= EXERCISE DIRECTIONS =
In the text on nitrile gloves below, rewrite the paragraph beginning "One of the major weak points of nitrile" as a short bulleted list that keeps its main facts.

= SELECTED EXTRACT =

Decades ago the only modern disposable gloves like these were "natural" latex which served medical professionals well but were miserably inadequate for chemical use. So nobody even thought about using them with aggressive industrial materials.

Nitrile emerged only as a specialty alternative to some of the earlier synthetic chemical-resistant compounds.

They were not disposable, more expensive than the earlier synthetic compounds, also not as thick a glove was needed so they gave you protection that was never available from anything but a much more clumsy alternative. Not nearly as tactile as the disposables though, that is their big redeeming feature.

One of the major weak points of nitrile is acetone, and things like MEK or ethyl acetate, which will soak into the polymer, swell, and weaken it. If you don't let them get too weak and shred them, they will shrink back after they dry out and are still fairly OK after that But nitrile is much better against most other solvents, acids, and alkalis though. Chlorinated solvents can be kind of rough too.

I was often the first one to use nitrile in some facilities, these ended up taking over and were the typical turquoise non-disposable ones that go about halfway up the forearm. Not the skin-tight "student models" that so many people use today. Now available in various colors :)

Stored data entries
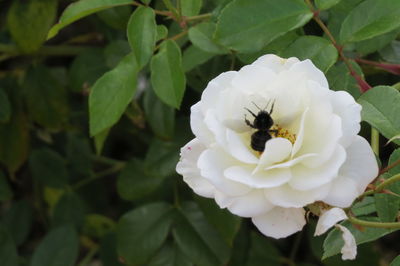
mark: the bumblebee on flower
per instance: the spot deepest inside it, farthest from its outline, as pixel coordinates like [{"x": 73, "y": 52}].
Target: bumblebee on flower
[{"x": 308, "y": 151}]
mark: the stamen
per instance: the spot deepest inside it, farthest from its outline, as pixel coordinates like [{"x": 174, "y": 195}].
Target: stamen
[{"x": 283, "y": 133}]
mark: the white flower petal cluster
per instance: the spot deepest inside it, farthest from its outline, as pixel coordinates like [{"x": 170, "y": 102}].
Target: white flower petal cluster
[
  {"x": 315, "y": 155},
  {"x": 331, "y": 218}
]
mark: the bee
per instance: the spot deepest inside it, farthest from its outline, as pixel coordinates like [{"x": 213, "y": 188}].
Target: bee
[{"x": 263, "y": 123}]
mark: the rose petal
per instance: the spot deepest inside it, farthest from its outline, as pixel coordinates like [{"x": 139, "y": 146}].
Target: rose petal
[
  {"x": 346, "y": 107},
  {"x": 249, "y": 205},
  {"x": 360, "y": 165},
  {"x": 276, "y": 150},
  {"x": 291, "y": 162},
  {"x": 287, "y": 197},
  {"x": 305, "y": 178},
  {"x": 324, "y": 144},
  {"x": 198, "y": 126},
  {"x": 342, "y": 193},
  {"x": 311, "y": 72},
  {"x": 300, "y": 134},
  {"x": 238, "y": 149},
  {"x": 243, "y": 174},
  {"x": 187, "y": 167},
  {"x": 280, "y": 222},
  {"x": 329, "y": 219},
  {"x": 212, "y": 163},
  {"x": 349, "y": 249}
]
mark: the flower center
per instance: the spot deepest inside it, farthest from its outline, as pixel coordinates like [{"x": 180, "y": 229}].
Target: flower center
[{"x": 283, "y": 133}]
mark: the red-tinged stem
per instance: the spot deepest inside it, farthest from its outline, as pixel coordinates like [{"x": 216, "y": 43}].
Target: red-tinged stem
[
  {"x": 387, "y": 168},
  {"x": 392, "y": 68},
  {"x": 364, "y": 86}
]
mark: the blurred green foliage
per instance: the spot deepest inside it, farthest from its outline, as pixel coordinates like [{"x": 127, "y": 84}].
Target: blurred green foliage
[{"x": 94, "y": 110}]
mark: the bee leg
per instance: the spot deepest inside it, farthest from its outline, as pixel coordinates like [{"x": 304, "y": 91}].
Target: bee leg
[
  {"x": 248, "y": 122},
  {"x": 272, "y": 108},
  {"x": 253, "y": 114},
  {"x": 275, "y": 131}
]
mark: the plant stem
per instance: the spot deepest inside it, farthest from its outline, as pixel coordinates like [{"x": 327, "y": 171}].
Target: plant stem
[
  {"x": 202, "y": 16},
  {"x": 158, "y": 12},
  {"x": 357, "y": 221},
  {"x": 362, "y": 84},
  {"x": 375, "y": 141},
  {"x": 175, "y": 37},
  {"x": 387, "y": 168},
  {"x": 382, "y": 185}
]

= YOUR RESPONSE =
- Acetone and solvents such as MEK and ethyl acetate are a major weak point of nitrile. They soak into the polymer, making it swell and weaken.
- If the gloves are not allowed to weaken to the point of shredding, they shrink back after drying out and remain fairly serviceable.
- Nitrile holds up much better against most other solvents, acids, and alkalis.
- Chlorinated solvents can also be rough on it.